───── The input
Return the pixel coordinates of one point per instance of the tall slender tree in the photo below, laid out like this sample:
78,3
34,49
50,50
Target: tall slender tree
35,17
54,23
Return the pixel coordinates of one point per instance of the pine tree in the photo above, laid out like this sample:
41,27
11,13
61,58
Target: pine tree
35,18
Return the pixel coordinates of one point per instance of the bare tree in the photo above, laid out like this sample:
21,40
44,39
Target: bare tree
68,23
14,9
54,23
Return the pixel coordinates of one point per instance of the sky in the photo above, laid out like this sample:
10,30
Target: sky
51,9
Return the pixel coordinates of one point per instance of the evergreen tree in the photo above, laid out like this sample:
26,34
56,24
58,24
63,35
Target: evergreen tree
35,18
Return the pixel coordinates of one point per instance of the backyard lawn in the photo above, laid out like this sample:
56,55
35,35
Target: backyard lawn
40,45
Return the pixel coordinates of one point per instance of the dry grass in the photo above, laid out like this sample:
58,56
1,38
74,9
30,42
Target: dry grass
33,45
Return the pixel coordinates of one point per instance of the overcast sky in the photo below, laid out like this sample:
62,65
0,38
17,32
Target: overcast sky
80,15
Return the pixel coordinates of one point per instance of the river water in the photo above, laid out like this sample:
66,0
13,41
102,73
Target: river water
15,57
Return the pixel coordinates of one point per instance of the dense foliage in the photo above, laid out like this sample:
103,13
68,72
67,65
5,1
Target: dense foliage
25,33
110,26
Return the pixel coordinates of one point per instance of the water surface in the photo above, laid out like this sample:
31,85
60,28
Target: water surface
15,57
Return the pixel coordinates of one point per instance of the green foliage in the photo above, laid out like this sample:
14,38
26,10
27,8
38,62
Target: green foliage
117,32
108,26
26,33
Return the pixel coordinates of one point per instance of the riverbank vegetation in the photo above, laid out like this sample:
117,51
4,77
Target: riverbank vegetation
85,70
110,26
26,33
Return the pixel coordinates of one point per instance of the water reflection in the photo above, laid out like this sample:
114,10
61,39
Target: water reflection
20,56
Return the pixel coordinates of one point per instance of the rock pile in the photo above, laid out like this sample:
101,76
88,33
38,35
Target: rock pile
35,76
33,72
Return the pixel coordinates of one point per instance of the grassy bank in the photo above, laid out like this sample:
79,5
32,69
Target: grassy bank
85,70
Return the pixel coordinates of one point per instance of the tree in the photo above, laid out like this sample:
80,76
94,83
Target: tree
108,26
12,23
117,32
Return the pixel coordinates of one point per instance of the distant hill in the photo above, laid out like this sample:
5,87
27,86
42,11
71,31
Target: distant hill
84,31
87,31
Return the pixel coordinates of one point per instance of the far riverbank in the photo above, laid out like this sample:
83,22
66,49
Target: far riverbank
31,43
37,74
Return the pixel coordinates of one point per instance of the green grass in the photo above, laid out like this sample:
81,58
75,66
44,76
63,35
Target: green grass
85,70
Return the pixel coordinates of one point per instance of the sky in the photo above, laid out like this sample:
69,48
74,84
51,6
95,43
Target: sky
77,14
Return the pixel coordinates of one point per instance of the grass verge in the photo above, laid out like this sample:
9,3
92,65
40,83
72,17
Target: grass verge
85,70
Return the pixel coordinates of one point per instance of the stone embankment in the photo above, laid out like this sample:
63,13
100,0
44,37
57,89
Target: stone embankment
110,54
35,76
──────────
Stated exercise: Using the exact wording, write out all of the records.

Output of the exercise:
Return the pixel coordinates of one point per instance of the tall slender tree in the photo below, laid out like this sample:
78,3
34,49
50,50
Target: tall slender tree
35,17
54,23
Return the pixel coordinates of one point per instance of the pine tree in the photo above, laid out like this sample:
41,27
11,13
61,58
Target: pine tree
35,18
Return the pixel coordinates of one point per instance of the bare tree in the photo above, laid out like this sample:
21,40
44,39
Target: bare tree
68,23
14,9
54,23
Return the pixel coordinates of one point per instance of the sky in the photo above, laid out like this sample:
10,30
Target: sky
51,9
Return the pixel coordinates of one point per instance of the evergreen tree in the photo above, laid out like this sample:
26,34
56,24
58,24
63,35
Target: evergreen tree
35,18
Return the pixel coordinates of one point per instance of the backyard lawn in the photo above, laid out like this sample:
56,55
35,35
Target: backyard lawn
40,45
Return the pixel coordinates of one point per instance of the dry grass in the photo above, laid out like this sample:
58,56
1,38
74,9
30,42
Target: dry grass
33,45
Return the pixel coordinates of one point per instance of the overcast sky in the photo below, laid out like this sample:
62,65
0,38
17,32
Target: overcast sky
80,15
Return the pixel coordinates of one point per instance of the river water in the photo above, laid out like this sample:
66,0
13,41
102,73
Target: river water
15,57
Return the pixel coordinates of one point per instance of the dense foliage in the photo above, laid out like this sample:
103,13
68,72
67,65
5,1
Target: dense foliage
25,33
110,26
Return the pixel coordinates of one point per instance of the water surface in the photo above, laid out like this sample:
31,85
60,28
Target: water surface
15,57
Return the pixel coordinates of one point per instance of the green foliage in the photo above, laid out like this sample:
14,38
26,10
27,8
38,62
Target: green foliage
117,32
108,26
26,33
Return the pixel coordinates of one point per instance of the riverbank vegetation in the photo above, laid out like this sample:
117,51
4,77
Target: riverbank vegetation
85,70
110,26
26,33
Return the pixel coordinates of one point per instance of the water reflection in the photo above, laid out like this sample:
114,10
61,39
Target: water reflection
20,56
Return the pixel coordinates of one point per instance of the rock pile in the photo above, laid out like this sample:
101,76
88,33
38,35
Target: rock pile
35,76
33,72
Return the pixel coordinates of one point per instance of the grassy bank in the photo above, laid out like this sample:
79,5
32,69
Target: grassy bank
85,70
Return the pixel coordinates of one point per instance of the tree in the photo above, laid out like this sample:
80,76
94,83
Target: tree
108,26
12,23
117,32
Return the pixel coordinates of one point per instance of the distant hill in the photo above, laid out like this sample:
5,87
27,86
42,11
71,31
Target: distant hill
84,31
87,31
Return the pixel coordinates of one point per instance of the far riverbank in the photo above, laid out like this sample:
83,22
66,49
Target: far riverbank
31,43
37,74
Return the pixel coordinates of one point per instance of the green grass in the photo above, laid out like this sample:
81,58
75,66
44,76
63,35
Target: green grass
85,70
Return the pixel coordinates of one point per instance of the sky in the photo above, laid out like this sample:
69,48
74,84
51,6
95,43
Target: sky
77,14
Return the pixel coordinates of one point per instance of the grass verge in the photo above, laid out like this sample:
9,3
92,65
40,83
72,17
Target: grass verge
85,70
Return the pixel coordinates of one point per instance of the stone embankment in the photo above, laid out like this sample:
63,13
100,0
44,37
57,89
Target: stone embankment
110,54
35,76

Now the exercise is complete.